### Compiti da svolgere
1 - Elenca tutte le abbreviazioni e le sigle presenti nella sezione del testo, escludendo le iniziali dei nomi di persona e riportando ciascuna una sola volta.
2 - Riproduci fedelmente il passo della sezione del testo che va da "Come si evince" fino a "quella del G.." compreso.

== Sezione del testo

Come si evince dalla Sentenza e dal processo tutto – direi – l’elemento cardine del coacervo accusatorio è quanto riferito dal giovane Z. in merito ad aver pensato che la voce del rapinatore fosse quella del G..
Durante la fase dibattimentale è stato (fortunatamente) ritenuto privo di valore quel riferimento “all’accento zingaresco” menzionato nelle SIT (oramai famigerate) ed è risultato che entrambi i testimoni non hanno in alcun modo saputo indicare quali sarebbero gli elementi peculiari di tale tipo di inflessione (e anche in questo caso non si può che notare che le SIT redatte dai CC non sembrano essere in linea con quanto riferito dai testimoni in dibattimento pag. 15: Presidente (….) gli zingari parlano un italiano un po’ particolare? Testimone Z. L.: Non lo so quello).
Anzi, i testimoni – entrambi – riferivano che il G. parla benissimo italiano senza ombra alcuno di accento (zingaresco o meno. Cfr pag. 16 teste Z. L.: Lui parlava italiano (G. N.d.r.)

====
== Elenco dei dati

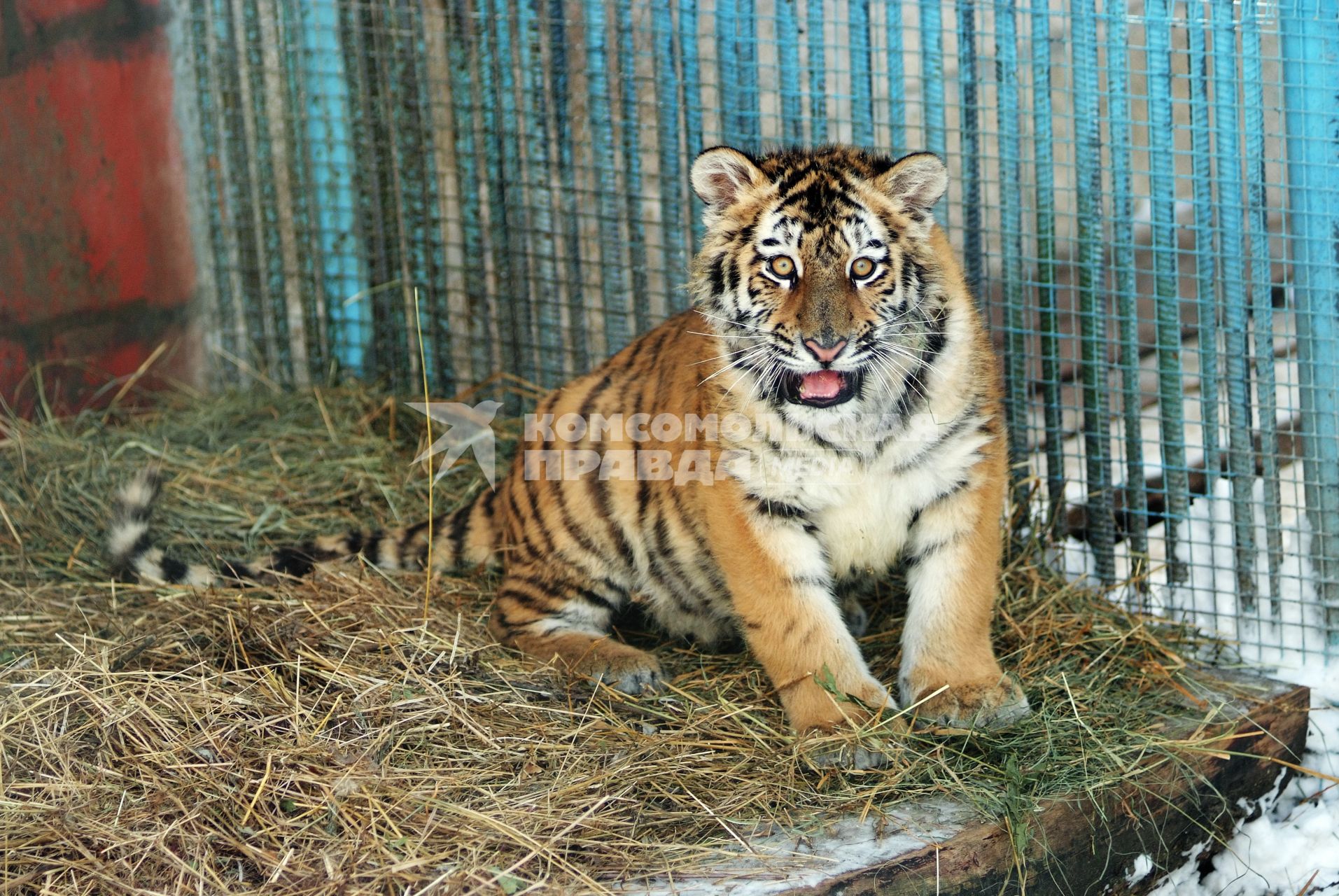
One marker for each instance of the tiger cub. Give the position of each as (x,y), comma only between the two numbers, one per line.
(829,405)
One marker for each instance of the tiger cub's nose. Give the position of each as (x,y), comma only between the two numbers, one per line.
(825,353)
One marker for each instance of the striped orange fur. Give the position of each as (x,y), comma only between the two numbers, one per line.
(832,318)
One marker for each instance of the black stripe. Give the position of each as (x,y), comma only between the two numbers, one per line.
(778,508)
(460,522)
(291,561)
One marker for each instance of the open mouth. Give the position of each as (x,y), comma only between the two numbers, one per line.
(822,387)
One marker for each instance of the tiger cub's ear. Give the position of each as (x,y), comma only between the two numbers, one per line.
(916,181)
(722,174)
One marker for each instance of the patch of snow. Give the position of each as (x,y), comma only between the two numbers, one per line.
(1141,868)
(1295,839)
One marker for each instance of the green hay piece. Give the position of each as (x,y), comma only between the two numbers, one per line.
(324,737)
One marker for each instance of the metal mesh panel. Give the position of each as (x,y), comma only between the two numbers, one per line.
(1145,197)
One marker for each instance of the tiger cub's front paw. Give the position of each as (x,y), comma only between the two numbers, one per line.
(988,704)
(622,667)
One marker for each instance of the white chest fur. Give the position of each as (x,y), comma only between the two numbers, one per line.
(862,508)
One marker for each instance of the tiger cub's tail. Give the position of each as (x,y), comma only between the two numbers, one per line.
(463,536)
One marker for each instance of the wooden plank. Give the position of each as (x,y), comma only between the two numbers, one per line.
(1088,846)
(1076,844)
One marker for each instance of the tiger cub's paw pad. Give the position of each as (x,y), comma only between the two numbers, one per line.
(624,668)
(975,705)
(638,680)
(846,756)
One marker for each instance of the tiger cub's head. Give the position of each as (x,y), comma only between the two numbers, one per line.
(817,270)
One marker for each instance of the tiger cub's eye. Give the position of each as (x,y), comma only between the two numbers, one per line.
(862,268)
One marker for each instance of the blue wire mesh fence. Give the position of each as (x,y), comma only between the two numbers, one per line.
(1145,197)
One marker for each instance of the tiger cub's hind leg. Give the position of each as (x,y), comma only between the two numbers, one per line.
(556,612)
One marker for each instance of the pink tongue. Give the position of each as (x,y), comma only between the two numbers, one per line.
(824,384)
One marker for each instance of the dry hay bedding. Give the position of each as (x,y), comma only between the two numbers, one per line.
(324,737)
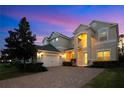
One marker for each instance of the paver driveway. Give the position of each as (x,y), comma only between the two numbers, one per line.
(56,77)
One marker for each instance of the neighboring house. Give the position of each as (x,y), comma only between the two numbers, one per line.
(96,42)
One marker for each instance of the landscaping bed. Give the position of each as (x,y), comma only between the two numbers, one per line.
(9,70)
(110,78)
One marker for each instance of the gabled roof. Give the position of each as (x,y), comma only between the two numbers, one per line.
(103,22)
(81,25)
(48,47)
(44,38)
(59,35)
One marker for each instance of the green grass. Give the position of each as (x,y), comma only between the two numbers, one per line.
(7,71)
(110,78)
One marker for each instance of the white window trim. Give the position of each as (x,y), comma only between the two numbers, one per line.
(101,30)
(101,50)
(108,41)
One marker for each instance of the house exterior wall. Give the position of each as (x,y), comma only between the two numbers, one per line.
(61,44)
(94,44)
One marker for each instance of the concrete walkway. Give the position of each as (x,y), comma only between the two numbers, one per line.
(56,77)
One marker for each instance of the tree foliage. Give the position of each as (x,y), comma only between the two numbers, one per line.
(20,43)
(121,45)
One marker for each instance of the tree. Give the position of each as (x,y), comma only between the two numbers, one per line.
(20,43)
(121,45)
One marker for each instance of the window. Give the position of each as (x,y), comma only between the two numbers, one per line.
(57,39)
(53,40)
(103,55)
(103,36)
(82,40)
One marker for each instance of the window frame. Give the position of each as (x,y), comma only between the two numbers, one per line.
(103,50)
(101,31)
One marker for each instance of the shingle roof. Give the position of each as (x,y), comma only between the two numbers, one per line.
(48,47)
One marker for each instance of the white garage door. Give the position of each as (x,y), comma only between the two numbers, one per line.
(51,60)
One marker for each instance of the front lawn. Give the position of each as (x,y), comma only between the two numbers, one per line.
(110,78)
(7,71)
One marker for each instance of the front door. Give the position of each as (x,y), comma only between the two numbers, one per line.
(80,58)
(85,59)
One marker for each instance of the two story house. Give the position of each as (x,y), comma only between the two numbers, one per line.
(97,41)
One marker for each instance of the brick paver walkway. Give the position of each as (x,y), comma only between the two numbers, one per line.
(64,77)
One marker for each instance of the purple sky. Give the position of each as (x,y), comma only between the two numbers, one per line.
(64,19)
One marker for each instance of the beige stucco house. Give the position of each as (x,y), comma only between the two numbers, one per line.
(97,41)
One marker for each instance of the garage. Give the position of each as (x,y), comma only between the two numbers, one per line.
(49,55)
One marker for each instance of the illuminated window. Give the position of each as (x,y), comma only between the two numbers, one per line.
(103,55)
(103,36)
(100,55)
(57,39)
(83,40)
(107,55)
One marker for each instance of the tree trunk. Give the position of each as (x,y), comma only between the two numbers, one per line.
(24,65)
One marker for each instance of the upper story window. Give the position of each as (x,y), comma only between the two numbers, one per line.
(103,35)
(57,39)
(54,40)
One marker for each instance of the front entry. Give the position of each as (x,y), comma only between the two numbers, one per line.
(85,59)
(80,58)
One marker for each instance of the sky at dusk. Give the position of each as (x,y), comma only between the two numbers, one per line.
(63,19)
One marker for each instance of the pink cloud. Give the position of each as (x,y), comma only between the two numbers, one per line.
(39,40)
(58,20)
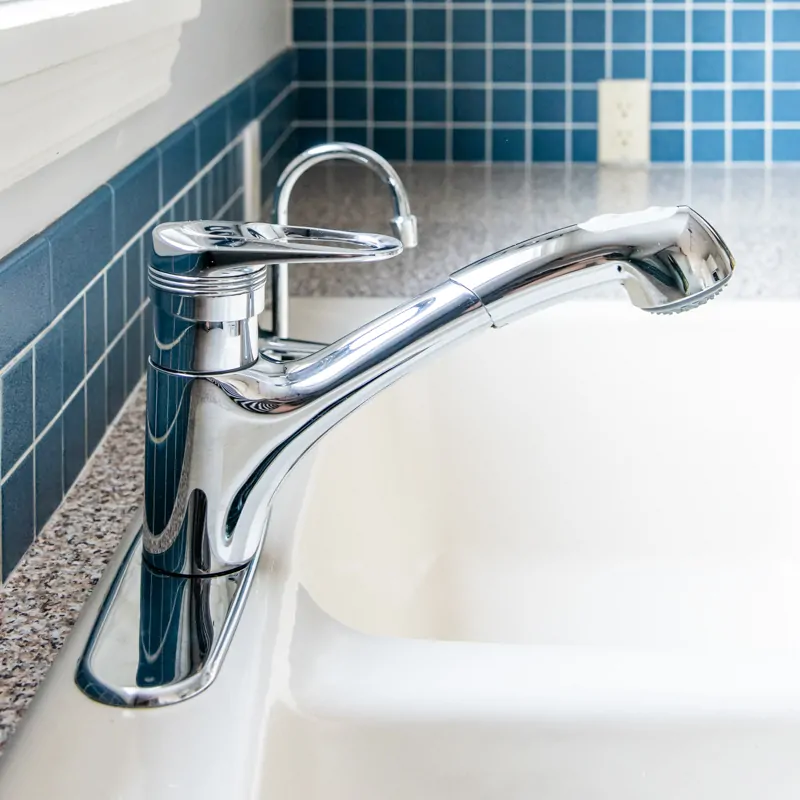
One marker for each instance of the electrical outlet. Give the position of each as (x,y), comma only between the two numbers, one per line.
(623,121)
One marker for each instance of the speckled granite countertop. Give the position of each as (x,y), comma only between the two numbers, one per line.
(464,212)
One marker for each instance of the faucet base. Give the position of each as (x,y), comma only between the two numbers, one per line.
(160,639)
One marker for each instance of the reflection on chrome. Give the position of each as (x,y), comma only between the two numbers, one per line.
(225,425)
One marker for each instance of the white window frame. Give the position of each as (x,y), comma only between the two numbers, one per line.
(71,69)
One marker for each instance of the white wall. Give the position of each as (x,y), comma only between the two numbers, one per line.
(226,43)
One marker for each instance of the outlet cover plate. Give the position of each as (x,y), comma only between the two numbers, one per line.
(623,121)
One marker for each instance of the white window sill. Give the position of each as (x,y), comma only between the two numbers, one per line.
(71,69)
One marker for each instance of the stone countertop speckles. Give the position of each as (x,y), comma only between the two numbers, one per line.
(464,212)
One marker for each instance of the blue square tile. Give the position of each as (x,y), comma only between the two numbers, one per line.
(628,26)
(548,26)
(429,65)
(748,145)
(669,66)
(17,400)
(72,331)
(584,105)
(669,26)
(584,146)
(507,25)
(549,105)
(429,144)
(708,66)
(588,66)
(25,299)
(350,64)
(666,146)
(748,26)
(785,66)
(389,104)
(389,24)
(748,66)
(310,24)
(508,66)
(508,145)
(628,64)
(179,159)
(312,64)
(429,25)
(390,143)
(429,105)
(349,25)
(469,144)
(49,486)
(548,146)
(786,25)
(136,198)
(469,105)
(667,106)
(708,26)
(115,299)
(708,106)
(312,103)
(469,25)
(81,245)
(708,145)
(17,502)
(469,66)
(508,105)
(785,105)
(588,26)
(748,105)
(549,66)
(74,456)
(388,65)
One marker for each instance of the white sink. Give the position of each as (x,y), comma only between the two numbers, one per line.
(561,561)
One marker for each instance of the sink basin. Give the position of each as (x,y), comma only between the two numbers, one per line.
(561,561)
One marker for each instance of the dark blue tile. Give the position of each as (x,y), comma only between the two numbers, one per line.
(115,379)
(349,24)
(508,25)
(25,300)
(508,145)
(429,144)
(390,143)
(429,25)
(429,105)
(74,439)
(548,146)
(115,299)
(17,423)
(350,64)
(469,105)
(72,331)
(16,498)
(389,105)
(389,25)
(136,197)
(469,144)
(508,66)
(212,127)
(48,356)
(96,408)
(81,245)
(388,65)
(469,66)
(95,322)
(179,159)
(49,476)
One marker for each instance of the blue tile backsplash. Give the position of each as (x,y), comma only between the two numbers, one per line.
(74,319)
(517,80)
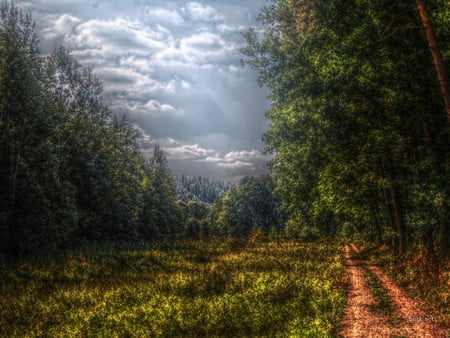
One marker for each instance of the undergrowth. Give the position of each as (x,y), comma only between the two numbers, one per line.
(429,284)
(192,289)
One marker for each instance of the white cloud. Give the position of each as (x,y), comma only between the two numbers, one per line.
(116,37)
(205,41)
(173,67)
(199,12)
(154,105)
(191,152)
(66,24)
(163,16)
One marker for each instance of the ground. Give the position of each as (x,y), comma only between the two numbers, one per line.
(398,315)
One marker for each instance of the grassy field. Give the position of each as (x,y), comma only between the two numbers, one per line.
(430,286)
(191,290)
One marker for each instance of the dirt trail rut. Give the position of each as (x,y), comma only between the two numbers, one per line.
(361,321)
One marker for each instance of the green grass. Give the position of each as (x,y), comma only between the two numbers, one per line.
(193,289)
(421,281)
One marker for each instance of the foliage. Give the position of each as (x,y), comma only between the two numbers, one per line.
(70,170)
(200,189)
(248,206)
(357,122)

====

### Soluzioni svolte
1 - SIT, CC, pag., Cfr, N.d.r.

2 -
Come si evince dalla Sentenza e dal processo tutto – direi – l’elemento cardine del coacervo accusatorio è quanto riferito dal giovane Z. in merito ad aver pensato che la voce del rapinatore fosse quella del G..